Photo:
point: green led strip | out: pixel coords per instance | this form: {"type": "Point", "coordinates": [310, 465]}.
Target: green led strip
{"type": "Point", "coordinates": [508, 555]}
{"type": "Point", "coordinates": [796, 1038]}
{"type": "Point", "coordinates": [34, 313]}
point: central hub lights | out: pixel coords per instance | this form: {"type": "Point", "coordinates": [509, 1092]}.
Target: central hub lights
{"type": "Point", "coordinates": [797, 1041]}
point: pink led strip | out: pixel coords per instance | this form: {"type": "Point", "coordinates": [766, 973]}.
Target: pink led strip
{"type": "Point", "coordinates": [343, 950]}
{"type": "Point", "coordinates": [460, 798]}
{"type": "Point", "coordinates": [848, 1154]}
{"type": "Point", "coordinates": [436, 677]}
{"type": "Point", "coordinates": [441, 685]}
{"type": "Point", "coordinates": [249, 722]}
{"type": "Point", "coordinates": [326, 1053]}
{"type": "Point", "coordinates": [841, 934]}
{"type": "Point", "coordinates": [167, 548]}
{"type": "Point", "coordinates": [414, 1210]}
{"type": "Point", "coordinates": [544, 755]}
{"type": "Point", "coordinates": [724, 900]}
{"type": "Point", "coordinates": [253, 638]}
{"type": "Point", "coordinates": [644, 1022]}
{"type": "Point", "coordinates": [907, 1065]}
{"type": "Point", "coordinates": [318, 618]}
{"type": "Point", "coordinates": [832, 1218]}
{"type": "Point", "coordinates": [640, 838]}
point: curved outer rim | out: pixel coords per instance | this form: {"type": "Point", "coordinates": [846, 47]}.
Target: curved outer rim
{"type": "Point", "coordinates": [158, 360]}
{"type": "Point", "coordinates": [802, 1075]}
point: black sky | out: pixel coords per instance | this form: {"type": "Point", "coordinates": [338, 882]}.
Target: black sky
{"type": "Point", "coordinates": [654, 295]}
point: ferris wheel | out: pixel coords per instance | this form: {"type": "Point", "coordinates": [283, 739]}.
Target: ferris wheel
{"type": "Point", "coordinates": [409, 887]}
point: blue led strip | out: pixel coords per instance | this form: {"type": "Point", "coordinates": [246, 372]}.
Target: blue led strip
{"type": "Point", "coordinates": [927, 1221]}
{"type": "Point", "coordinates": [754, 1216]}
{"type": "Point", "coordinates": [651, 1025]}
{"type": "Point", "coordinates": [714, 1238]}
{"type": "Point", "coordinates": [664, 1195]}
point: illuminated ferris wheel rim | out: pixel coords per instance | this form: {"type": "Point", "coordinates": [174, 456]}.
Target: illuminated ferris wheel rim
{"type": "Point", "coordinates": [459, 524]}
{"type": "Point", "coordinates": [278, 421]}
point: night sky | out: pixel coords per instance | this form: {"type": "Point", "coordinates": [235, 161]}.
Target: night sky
---+---
## [Aim]
Quote verbatim the line containing "point: curved outer" and every line after it through the end of the records above.

## [Response to this exercise]
point: curved outer rim | out: pixel coords per instance | this form: {"type": "Point", "coordinates": [846, 47]}.
Target: curved outer rim
{"type": "Point", "coordinates": [158, 360]}
{"type": "Point", "coordinates": [802, 1075]}
point: black sky | out: pixel coords per instance | this form: {"type": "Point", "coordinates": [338, 882]}.
Target: black sky
{"type": "Point", "coordinates": [654, 295]}
point: ferris wheel | out: pixel coords per instance | this form: {"type": "Point", "coordinates": [283, 739]}.
Target: ferris wheel
{"type": "Point", "coordinates": [409, 887]}
point: blue led strip | out: pixel coords per instance | this form: {"type": "Point", "coordinates": [246, 372]}.
Target: blue led strip
{"type": "Point", "coordinates": [927, 1221]}
{"type": "Point", "coordinates": [754, 1216]}
{"type": "Point", "coordinates": [651, 1025]}
{"type": "Point", "coordinates": [714, 1238]}
{"type": "Point", "coordinates": [664, 1195]}
point: illuminated ferris wheel rim | out: pixel coords per instance | this form: {"type": "Point", "coordinates": [174, 456]}.
Target: illuminated ferris wheel rim
{"type": "Point", "coordinates": [459, 524]}
{"type": "Point", "coordinates": [278, 421]}
point: night sky | out: pixel coords per instance | this form: {"type": "Point", "coordinates": [235, 161]}.
Target: night sky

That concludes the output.